Segmentation mask data:
━━━━━━━━━━
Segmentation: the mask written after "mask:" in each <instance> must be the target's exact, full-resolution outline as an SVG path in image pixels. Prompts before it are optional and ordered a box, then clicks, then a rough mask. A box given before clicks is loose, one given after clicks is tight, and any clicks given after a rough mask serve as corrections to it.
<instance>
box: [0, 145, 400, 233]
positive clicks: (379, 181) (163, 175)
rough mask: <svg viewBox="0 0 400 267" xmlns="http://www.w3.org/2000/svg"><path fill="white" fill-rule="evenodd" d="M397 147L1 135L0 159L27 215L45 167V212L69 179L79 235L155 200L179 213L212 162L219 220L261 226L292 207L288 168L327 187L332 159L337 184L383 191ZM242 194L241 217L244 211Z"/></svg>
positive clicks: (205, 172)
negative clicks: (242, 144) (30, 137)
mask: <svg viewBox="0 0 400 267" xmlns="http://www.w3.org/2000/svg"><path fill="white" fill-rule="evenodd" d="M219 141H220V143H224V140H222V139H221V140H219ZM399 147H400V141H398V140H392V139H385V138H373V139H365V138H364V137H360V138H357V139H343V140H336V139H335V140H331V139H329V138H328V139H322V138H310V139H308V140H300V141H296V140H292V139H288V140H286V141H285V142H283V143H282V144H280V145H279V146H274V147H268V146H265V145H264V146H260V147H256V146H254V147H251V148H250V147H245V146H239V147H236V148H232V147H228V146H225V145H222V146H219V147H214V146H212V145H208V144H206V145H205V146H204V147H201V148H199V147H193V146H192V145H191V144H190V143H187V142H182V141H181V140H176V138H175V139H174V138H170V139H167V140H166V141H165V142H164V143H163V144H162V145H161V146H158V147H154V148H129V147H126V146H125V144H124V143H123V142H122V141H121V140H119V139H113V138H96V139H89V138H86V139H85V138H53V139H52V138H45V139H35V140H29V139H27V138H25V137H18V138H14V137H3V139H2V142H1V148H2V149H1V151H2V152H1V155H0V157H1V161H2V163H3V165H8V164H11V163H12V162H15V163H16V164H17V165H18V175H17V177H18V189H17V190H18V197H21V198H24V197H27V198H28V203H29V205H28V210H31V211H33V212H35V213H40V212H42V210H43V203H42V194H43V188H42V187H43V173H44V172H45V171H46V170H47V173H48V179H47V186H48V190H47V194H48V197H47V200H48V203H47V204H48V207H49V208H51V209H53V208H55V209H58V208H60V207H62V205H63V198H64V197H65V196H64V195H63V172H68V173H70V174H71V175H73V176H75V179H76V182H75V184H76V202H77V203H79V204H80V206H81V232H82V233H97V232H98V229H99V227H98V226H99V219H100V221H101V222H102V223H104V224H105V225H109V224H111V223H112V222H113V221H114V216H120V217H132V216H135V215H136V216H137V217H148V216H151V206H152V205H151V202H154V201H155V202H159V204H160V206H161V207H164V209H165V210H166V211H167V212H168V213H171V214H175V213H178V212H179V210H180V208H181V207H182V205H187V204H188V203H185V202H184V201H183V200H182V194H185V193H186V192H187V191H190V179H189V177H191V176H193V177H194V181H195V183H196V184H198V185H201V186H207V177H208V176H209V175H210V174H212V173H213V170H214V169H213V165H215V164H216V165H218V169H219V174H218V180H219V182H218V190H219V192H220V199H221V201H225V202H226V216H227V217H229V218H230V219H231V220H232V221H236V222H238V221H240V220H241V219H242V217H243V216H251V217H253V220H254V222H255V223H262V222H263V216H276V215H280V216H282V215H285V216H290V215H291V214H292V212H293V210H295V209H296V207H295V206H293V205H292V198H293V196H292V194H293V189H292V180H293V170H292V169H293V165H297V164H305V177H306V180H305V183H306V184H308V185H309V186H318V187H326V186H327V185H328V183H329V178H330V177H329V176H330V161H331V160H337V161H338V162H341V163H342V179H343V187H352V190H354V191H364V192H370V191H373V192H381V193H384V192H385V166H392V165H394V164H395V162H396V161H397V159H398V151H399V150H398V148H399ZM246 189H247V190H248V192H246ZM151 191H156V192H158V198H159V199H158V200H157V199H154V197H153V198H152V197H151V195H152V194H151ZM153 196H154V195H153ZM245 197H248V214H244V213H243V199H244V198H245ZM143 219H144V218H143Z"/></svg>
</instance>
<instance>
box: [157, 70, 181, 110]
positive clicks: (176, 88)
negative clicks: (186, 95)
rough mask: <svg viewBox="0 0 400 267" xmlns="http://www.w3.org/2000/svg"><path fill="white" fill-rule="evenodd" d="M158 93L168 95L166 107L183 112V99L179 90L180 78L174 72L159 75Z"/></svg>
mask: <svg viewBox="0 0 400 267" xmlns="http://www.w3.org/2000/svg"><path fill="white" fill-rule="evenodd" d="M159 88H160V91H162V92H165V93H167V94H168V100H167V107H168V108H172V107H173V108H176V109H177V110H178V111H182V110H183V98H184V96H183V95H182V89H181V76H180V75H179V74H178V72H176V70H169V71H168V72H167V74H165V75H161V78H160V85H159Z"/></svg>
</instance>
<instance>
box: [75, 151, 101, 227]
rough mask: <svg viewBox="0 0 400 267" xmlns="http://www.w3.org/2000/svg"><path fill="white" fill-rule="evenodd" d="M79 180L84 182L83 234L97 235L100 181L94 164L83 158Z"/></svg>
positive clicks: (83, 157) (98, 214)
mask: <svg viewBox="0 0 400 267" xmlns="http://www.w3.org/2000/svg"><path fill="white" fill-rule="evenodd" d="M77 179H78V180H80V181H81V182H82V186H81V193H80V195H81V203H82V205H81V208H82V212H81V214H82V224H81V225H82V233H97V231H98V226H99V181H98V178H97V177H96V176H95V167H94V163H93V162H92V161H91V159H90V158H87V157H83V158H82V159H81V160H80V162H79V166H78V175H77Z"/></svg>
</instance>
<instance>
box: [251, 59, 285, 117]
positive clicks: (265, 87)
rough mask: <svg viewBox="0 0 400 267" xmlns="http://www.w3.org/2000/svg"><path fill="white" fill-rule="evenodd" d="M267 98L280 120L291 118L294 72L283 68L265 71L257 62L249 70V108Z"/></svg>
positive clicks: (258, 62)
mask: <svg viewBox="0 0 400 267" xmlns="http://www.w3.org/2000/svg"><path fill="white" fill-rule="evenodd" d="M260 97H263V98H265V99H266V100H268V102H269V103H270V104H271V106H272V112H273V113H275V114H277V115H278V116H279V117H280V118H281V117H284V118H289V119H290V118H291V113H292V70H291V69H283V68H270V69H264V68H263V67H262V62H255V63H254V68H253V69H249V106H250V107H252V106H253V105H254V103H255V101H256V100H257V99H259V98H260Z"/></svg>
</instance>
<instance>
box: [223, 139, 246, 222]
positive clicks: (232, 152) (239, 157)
━━━━━━━━━━
Each line above must be retyped exactly.

> _Solution to the exercise_:
Segmentation: the mask written after "mask:" in each <instance> must be the target's exact, full-resolution outline as an SVG path in image pixels. Prompts before it are optional and ordered a box, then clicks, then a rough mask. A box given before clicks is loose, one given after clicks is tight, and any clicks given after a rough mask serve as corrections to it.
<instance>
box: [0, 145, 400, 233]
positive clicks: (379, 181) (163, 175)
rough mask: <svg viewBox="0 0 400 267" xmlns="http://www.w3.org/2000/svg"><path fill="white" fill-rule="evenodd" d="M397 147L1 135L0 159L27 215L45 167V212L69 179L79 235L155 200L179 213L212 162L219 220L261 226L292 207L288 168L327 187L332 159L337 184L383 191ZM242 194L241 217L244 211Z"/></svg>
positive clicks: (205, 172)
negative clicks: (242, 144) (30, 137)
mask: <svg viewBox="0 0 400 267" xmlns="http://www.w3.org/2000/svg"><path fill="white" fill-rule="evenodd" d="M219 141H220V143H224V140H222V139H221V140H219ZM399 147H400V141H398V140H392V139H385V138H373V139H365V138H364V137H360V138H357V139H343V140H336V139H335V140H331V139H329V138H328V139H322V138H310V139H308V140H300V141H296V140H292V139H288V140H286V141H285V142H283V143H282V144H280V145H279V146H274V147H268V146H265V145H264V146H260V147H256V146H254V147H251V148H250V147H245V146H239V147H236V148H232V147H228V146H225V145H222V146H219V147H214V146H212V145H208V144H206V145H205V146H204V147H201V148H199V147H193V146H192V145H191V144H190V143H187V142H182V141H181V140H176V138H175V139H174V138H170V139H167V140H166V141H165V142H164V143H163V144H162V145H161V146H158V147H154V148H129V147H126V146H125V144H124V143H123V142H122V141H121V140H119V139H113V138H96V139H89V138H86V139H85V138H53V139H52V138H45V139H35V140H29V139H27V138H25V137H18V138H14V137H3V139H2V142H1V148H2V149H1V151H2V152H1V155H0V157H1V161H2V163H3V165H8V164H11V163H12V162H15V163H16V164H17V165H18V175H17V177H18V189H17V190H18V197H21V198H24V197H27V198H28V203H29V205H28V210H31V211H33V212H35V213H40V212H42V210H43V203H42V194H43V188H42V187H43V173H44V172H45V171H46V170H47V173H48V179H47V186H48V190H47V194H48V197H47V200H48V203H47V204H48V207H49V208H51V209H53V208H55V209H58V208H60V207H62V205H63V198H64V197H65V196H64V195H63V172H68V173H70V174H71V175H73V176H75V179H76V182H75V184H76V202H77V203H79V204H80V206H81V232H82V233H97V232H98V229H99V227H98V226H99V219H100V221H101V222H102V223H104V224H105V225H109V224H111V223H112V222H113V221H114V216H120V217H132V216H135V215H136V216H137V217H148V216H151V206H152V205H151V202H154V201H155V202H159V204H160V206H161V207H164V209H165V210H166V211H167V212H168V213H171V214H175V213H178V212H179V210H180V208H181V207H182V205H187V204H188V203H185V202H184V201H183V200H182V194H185V193H186V192H187V191H190V179H189V177H191V176H193V177H194V181H195V183H196V184H198V185H201V186H207V177H208V176H209V175H210V174H212V173H213V170H214V169H213V165H215V164H216V165H218V169H219V174H218V180H219V182H218V190H219V192H220V199H221V201H225V202H226V216H227V217H229V218H230V219H231V220H232V221H236V222H238V221H240V220H241V219H242V217H243V216H251V217H253V220H254V222H255V223H262V222H263V216H276V215H280V216H282V215H285V216H290V215H291V214H292V212H293V210H295V209H296V207H295V206H293V205H292V198H293V196H292V194H293V189H292V180H293V170H292V169H293V165H297V164H305V177H306V180H305V183H306V184H308V185H309V186H318V187H326V186H327V185H328V183H329V178H330V177H329V176H330V161H331V160H337V161H338V162H341V163H342V179H343V187H352V190H354V191H364V192H370V191H373V192H381V193H384V192H385V166H392V165H394V164H395V162H396V161H397V159H398V151H399V150H398V148H399ZM246 189H247V190H248V192H246ZM151 191H156V192H158V198H159V199H158V200H157V199H154V197H153V198H152V197H151V195H152V194H151ZM153 196H154V195H153ZM245 197H248V214H244V213H243V199H244V198H245ZM143 219H144V218H143Z"/></svg>
</instance>
<instance>
box: [157, 70, 181, 110]
positive clicks: (176, 88)
negative clicks: (186, 95)
rough mask: <svg viewBox="0 0 400 267" xmlns="http://www.w3.org/2000/svg"><path fill="white" fill-rule="evenodd" d="M158 93L168 95L166 107L183 112V99L179 90L180 78L174 72L159 75Z"/></svg>
mask: <svg viewBox="0 0 400 267" xmlns="http://www.w3.org/2000/svg"><path fill="white" fill-rule="evenodd" d="M159 88H160V91H162V92H165V93H167V94H168V100H167V107H168V108H172V107H173V108H176V109H177V110H178V111H182V110H183V98H184V96H183V95H182V89H181V76H180V75H179V74H178V72H176V70H169V71H168V72H167V74H165V75H161V78H160V85H159Z"/></svg>
</instance>
<instance>
box: [75, 151, 101, 227]
rough mask: <svg viewBox="0 0 400 267" xmlns="http://www.w3.org/2000/svg"><path fill="white" fill-rule="evenodd" d="M79 180L84 182L83 234L97 235L100 181L94 164L83 158Z"/></svg>
positive clicks: (83, 157) (98, 214)
mask: <svg viewBox="0 0 400 267" xmlns="http://www.w3.org/2000/svg"><path fill="white" fill-rule="evenodd" d="M77 179H78V180H80V181H81V182H82V186H81V193H80V195H81V203H82V205H81V208H82V212H81V214H82V224H81V225H82V233H97V231H98V226H99V181H98V178H97V177H96V176H95V167H94V163H93V162H92V161H91V159H90V158H87V157H83V158H82V159H81V160H80V162H79V166H78V175H77Z"/></svg>
</instance>
<instance>
box: [251, 59, 285, 117]
positive clicks: (265, 87)
rough mask: <svg viewBox="0 0 400 267" xmlns="http://www.w3.org/2000/svg"><path fill="white" fill-rule="evenodd" d="M267 98L280 120L291 118L294 72L283 68L265 71L257 62L249 70V108Z"/></svg>
positive clicks: (258, 62)
mask: <svg viewBox="0 0 400 267" xmlns="http://www.w3.org/2000/svg"><path fill="white" fill-rule="evenodd" d="M260 97H263V98H265V99H266V100H268V102H269V103H270V104H271V106H272V112H273V113H275V114H277V115H278V116H279V117H280V118H281V117H284V118H289V119H290V118H291V113H292V70H291V69H283V68H270V69H264V68H263V67H262V62H255V63H254V68H253V69H249V106H250V107H252V106H253V105H254V103H255V101H256V100H257V99H259V98H260Z"/></svg>
</instance>
<instance>
box: [223, 139, 246, 222]
positive clicks: (232, 152) (239, 157)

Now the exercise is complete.